• [What to produce]
Count the lines below that contain the word "then", with capitalization counting, and reply with only the number.

• [Listed records]

•••••

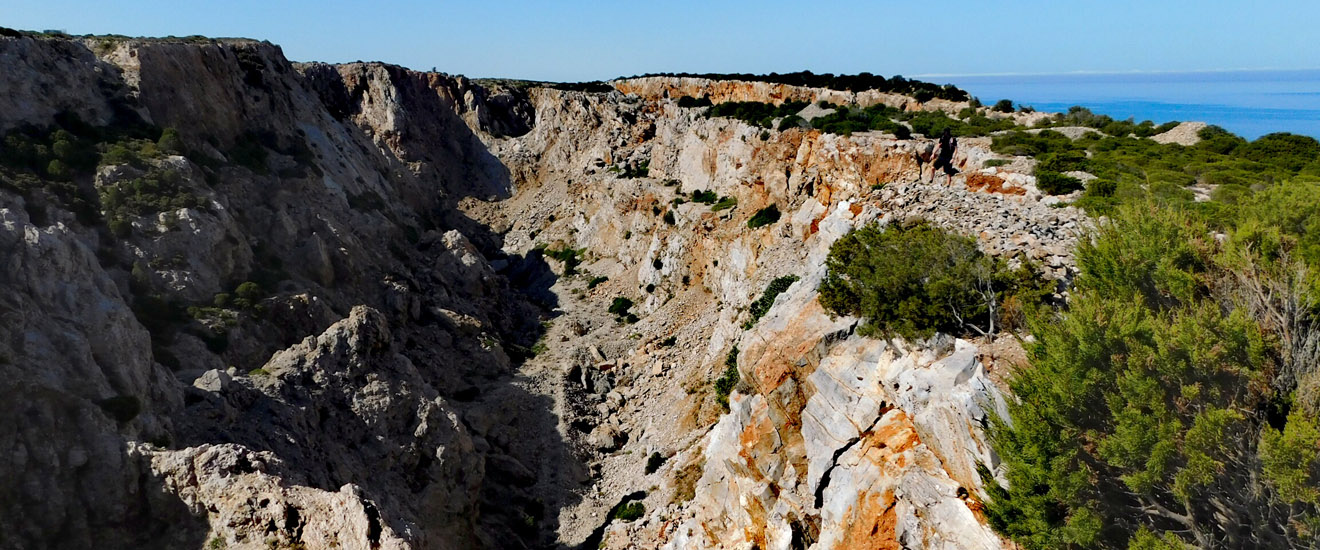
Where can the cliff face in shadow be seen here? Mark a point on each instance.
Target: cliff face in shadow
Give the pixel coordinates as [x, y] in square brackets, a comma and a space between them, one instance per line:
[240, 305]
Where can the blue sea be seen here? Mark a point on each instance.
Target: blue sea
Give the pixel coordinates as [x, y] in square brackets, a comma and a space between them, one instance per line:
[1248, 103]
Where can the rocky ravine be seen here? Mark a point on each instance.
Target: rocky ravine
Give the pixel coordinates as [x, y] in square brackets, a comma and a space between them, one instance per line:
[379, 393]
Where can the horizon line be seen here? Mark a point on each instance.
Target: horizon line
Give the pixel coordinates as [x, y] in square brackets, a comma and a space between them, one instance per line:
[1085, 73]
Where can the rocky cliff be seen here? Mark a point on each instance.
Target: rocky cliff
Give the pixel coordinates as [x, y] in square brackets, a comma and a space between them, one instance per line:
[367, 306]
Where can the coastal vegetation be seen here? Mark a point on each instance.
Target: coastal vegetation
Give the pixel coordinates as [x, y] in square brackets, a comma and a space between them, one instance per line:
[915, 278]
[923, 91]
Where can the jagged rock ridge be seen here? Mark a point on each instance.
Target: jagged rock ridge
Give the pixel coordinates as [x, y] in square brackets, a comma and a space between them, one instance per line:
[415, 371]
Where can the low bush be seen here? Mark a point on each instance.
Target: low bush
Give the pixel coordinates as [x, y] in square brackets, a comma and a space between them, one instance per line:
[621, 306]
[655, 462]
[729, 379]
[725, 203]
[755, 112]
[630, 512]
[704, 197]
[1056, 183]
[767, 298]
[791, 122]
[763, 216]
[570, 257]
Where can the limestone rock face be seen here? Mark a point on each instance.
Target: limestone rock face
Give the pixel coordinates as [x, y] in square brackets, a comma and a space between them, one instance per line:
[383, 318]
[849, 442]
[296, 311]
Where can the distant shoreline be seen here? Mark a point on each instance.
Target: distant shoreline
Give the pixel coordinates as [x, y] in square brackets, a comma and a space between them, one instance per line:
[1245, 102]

•••••

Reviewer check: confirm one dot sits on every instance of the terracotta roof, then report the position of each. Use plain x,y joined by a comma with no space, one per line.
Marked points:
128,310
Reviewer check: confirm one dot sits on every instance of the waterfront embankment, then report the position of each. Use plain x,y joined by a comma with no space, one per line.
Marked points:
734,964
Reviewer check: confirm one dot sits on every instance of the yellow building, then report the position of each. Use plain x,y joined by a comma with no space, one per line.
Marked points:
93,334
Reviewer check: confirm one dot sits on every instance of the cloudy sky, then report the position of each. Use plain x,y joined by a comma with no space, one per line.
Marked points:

•••••

• [Exercise output]
4